[Source]
--- START ---

Sql-server – Constructing datetime from 2 fields: one integer and a datetime

datetimesql serversql-server-2008

I am looking for the most efficient way to parse 2 values; the first is stored as a datetime field with (hh:mm:ss.fff all being 0) and the second time field stored as an int with the format: hhmmssmmm). I need to take these 2 fields and convert them to a datetime field. For example:

date field = '2013-09-04'
time field = 192423998 

Should return:

2013-09-04 19:24:23.997

I've seen solutions using DATEADD and CONVERT and I came up with my own (shown below) but I wonder if there's a better/more efficient way.

DECLARE @dt DATETIME = '2013-09-04'

SELECT  @dt+' '+ STUFF(STUFF(STUFF(RIGHT('0'+CAST(192423998 AS VARCHAR(9)),9)  ,7,0,'.'),5,0,':'),3,0,':')  

Note: In case you wonder why the RIGHT('0'+CAST(192423998 AS VARCHAR(9)),9) – this is because a time before 10 AM will only have one digit for the hour part.

Best Answer

So, you're going to be parsing strings and ints and doing all kinds of conversions, so I don't think you're going to really save anything by seeking out a "more efficient" way to turn crap data into good data - even on billions of rows. An alternative might be to avoid converting anything to a string at all (which is notoriously bad for performance):

DECLARE @dt DATETIME = '20130904', @t INT = 192423998;

SELECT DATEADD(MILLISECOND, @t % 100000 -- milliseconds
  + 60000 * (@t / 100000 % 100) -- minutes converted to milliseconds
  + 60000 * 60 * (@t / 10000000), -- hours converted to milliseconds
  @dt);

Of course, keep in mind that the milliseconds your trading system passes in can round in either direction when using datetime (.998 isn't possible and becomes .997, for example), so you may want instead:

SELECT DATEADD(MILLISECOND, @t % 100000 -- milliseconds
  + 60000 * (@t / 100000 % 100) -- minutes converted to milliseconds
  + 60000 * 60 * (@t / 10000000), -- hours converted to milliseconds
  CONVERT(DATETIME2(3), @dt));

I ran these each 100,000 times, and compared to your existing approach. The difference?

--- END ---

Carry the SQL Server datetime thread forward from the point where it stops. The records have nothing to do with this.

Segmentation dataset excerpts
--- START ---

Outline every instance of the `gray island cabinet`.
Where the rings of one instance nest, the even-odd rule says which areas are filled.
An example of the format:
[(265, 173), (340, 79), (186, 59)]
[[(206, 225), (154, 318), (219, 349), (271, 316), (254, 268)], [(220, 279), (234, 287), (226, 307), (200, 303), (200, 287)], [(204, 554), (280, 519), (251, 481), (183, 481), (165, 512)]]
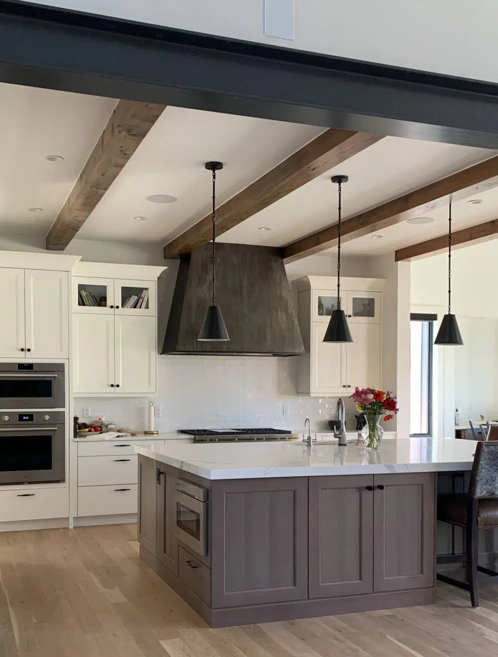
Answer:
[[(435, 601), (435, 472), (207, 479), (139, 453), (141, 557), (211, 626)], [(204, 555), (178, 479), (207, 491)]]

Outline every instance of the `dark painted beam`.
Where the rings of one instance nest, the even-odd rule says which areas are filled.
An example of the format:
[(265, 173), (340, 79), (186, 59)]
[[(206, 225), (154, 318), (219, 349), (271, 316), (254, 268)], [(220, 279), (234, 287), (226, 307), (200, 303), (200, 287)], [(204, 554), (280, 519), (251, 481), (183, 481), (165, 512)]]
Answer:
[(498, 148), (498, 85), (0, 0), (0, 81)]

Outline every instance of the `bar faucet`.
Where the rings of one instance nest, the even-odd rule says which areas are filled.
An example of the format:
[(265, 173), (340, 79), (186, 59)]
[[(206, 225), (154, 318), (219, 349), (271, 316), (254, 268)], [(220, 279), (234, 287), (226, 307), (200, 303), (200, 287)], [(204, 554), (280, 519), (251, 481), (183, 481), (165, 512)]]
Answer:
[(313, 447), (313, 439), (311, 438), (311, 432), (309, 417), (307, 417), (304, 420), (304, 428), (307, 429), (307, 436), (305, 438), (304, 442), (305, 442), (309, 447)]
[(346, 433), (346, 410), (344, 400), (340, 397), (336, 405), (336, 420), (339, 421), (338, 428), (334, 428), (334, 437), (339, 439), (340, 445), (348, 444), (348, 436)]

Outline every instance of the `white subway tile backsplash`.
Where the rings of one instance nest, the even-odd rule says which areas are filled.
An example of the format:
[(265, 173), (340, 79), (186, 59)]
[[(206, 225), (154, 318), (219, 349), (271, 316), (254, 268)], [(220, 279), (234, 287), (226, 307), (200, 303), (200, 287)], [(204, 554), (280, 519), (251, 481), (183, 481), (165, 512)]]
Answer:
[[(296, 359), (273, 357), (160, 356), (157, 395), (119, 399), (76, 398), (74, 412), (91, 406), (94, 417), (104, 415), (120, 426), (146, 427), (149, 401), (162, 407), (155, 419), (159, 431), (178, 428), (271, 426), (304, 430), (309, 417), (312, 431), (328, 430), (336, 400), (300, 396), (296, 390)], [(354, 407), (346, 402), (347, 426), (354, 429)], [(288, 406), (284, 416), (283, 407)]]

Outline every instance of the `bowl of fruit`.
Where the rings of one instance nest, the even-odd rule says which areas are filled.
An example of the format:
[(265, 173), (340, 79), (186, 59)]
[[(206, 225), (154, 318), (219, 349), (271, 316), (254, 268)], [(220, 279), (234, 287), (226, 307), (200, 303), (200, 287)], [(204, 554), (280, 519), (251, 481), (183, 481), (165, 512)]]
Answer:
[(102, 424), (94, 424), (91, 422), (87, 424), (85, 422), (80, 422), (78, 425), (78, 435), (81, 438), (87, 438), (92, 434), (102, 433)]

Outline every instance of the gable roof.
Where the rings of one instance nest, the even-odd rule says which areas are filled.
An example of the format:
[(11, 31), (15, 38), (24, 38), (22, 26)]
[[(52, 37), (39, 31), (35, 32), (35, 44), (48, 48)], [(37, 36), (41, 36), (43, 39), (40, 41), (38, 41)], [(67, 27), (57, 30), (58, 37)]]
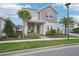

--- END ---

[Final result]
Your approach:               41.8 seconds
My approach (no convert):    40.5 seconds
My approach (with convert):  38.9 seconds

Now, this should not be extrapolated to mean that on 1 billion rows my method will save you (13,000 or 31,000) seconds, as the translation of 100,000 batches to operating on 100,000 rows in a single statement will not be linear. But it could be worth testing (you have the data necessary to test this; I would just be making stuff up, and I also probably have processors that have different performance characteristics when it comes to floating point operations etc., so anything else I could offer would not necessarily be relevant).

I still think you're better off taking the hit, fixing the design, and intercepting the incoming trading data and correcting it. As this system gets bigger, these translations and conversions are going to hurt more, and more, and more...